[[ Extracted text open ]]
T. Boone Pickens died Wednesday in his Dallas-area home at the age of 91 of natural causes, his foundation confirmed.

The self-described “opinionated energy investor, entrepreneur, proponent of American energy resources, and philanthropist” made billions in oil and gas ― both in its extraction, and in managing a hedge fund focused on the commodity.

Pickens spent the proceeds freely on causes he deemed important. In 2010, the “Oracle of Oil” pushed heavily for rapid, nationwide adoption of wind, solar and other green energy sources as part of his 10-year “Pickens Plan.”

Once worth an estimated $3 billion, Pickens’ fortune slid to around $500 million by 2016, thanks in part to sizable charitable giving. Pickens endorsed Bill Gates’ “Giving Pledge” and committed to donate at least half of his wealth to charitable causes.

His alma mater, Oklahoma State University, received at least $100 million. Per The Associated Press, he also gave $50 million each to the University of Texas’ M.D. Anderson Cancer Center in Houston and UT Southwestern Medical Center at Dallas.

He also gave heavily to the Republican Party. Pickens supported Swift Boat Veterans for Truth during the 2004 U.S. presidential campaign, offering a $1 million bounty to anyone who could prove the political action committee had spread falsehoods about then-candidate John Kerry.

Pickens failed to make good on the offer in 2008, after a group identified 10 lies, supported by 42 pages of Kerry’s military records and other documents.
[[ Extracted text closed ]]
* _What to do_:
1: In the article on T. Boone Pickens, how much did Oklahoma State University receive from him?
2: Continue the article on T. Boone Pickens from the point where it stops.
The rows that come next are separate material and are not part of the article.
[[ Provided material open ]]
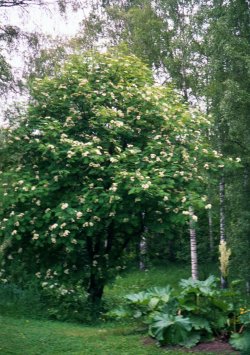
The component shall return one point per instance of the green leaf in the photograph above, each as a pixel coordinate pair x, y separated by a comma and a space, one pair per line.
241, 341
191, 340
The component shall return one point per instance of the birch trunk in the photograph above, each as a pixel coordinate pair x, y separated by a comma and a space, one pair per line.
193, 245
143, 246
224, 281
211, 236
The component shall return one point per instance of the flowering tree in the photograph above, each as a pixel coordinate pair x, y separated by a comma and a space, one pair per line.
101, 145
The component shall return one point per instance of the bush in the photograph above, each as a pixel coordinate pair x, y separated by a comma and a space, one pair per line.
199, 312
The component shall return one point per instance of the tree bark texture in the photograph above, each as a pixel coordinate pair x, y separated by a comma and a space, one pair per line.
193, 246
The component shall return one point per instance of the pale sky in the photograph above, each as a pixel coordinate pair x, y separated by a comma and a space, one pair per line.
48, 21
[[ Provided material closed ]]
* _Responses_:
1: At least $100 million.

2:
Pickens reluctantly supported Trump in his 2016 presidential campaign, having initially backed former Florida Gov. Jeb Bush. “I didn’t think [Trump] was serious,” Pickens told reporters at a conference in 2016. “Donald always overestimates how successful he is,” he added while speaking on a panel the next day.

He also voiced support for then-candidate Trump’s highly controversial call for a ban on Muslims entering the country, even as he conceded he’s only American because his ancestors were immigrants.

Pickens’ health began deteriorating that year after he suffered a series of strokes. After he sustained a head injury in a fall in 2017, Pickens retired entirely in 2018.

“Just a year ago I felt immortal, wearing my age with pride, even joking about it,” he wrote in a LinkedIn post in July 2017. “But things have changed for me since the strokes. I clearly am in the fourth quarter, and the clock is ticking and my health is in decline, much as it is with others in my stage of life.”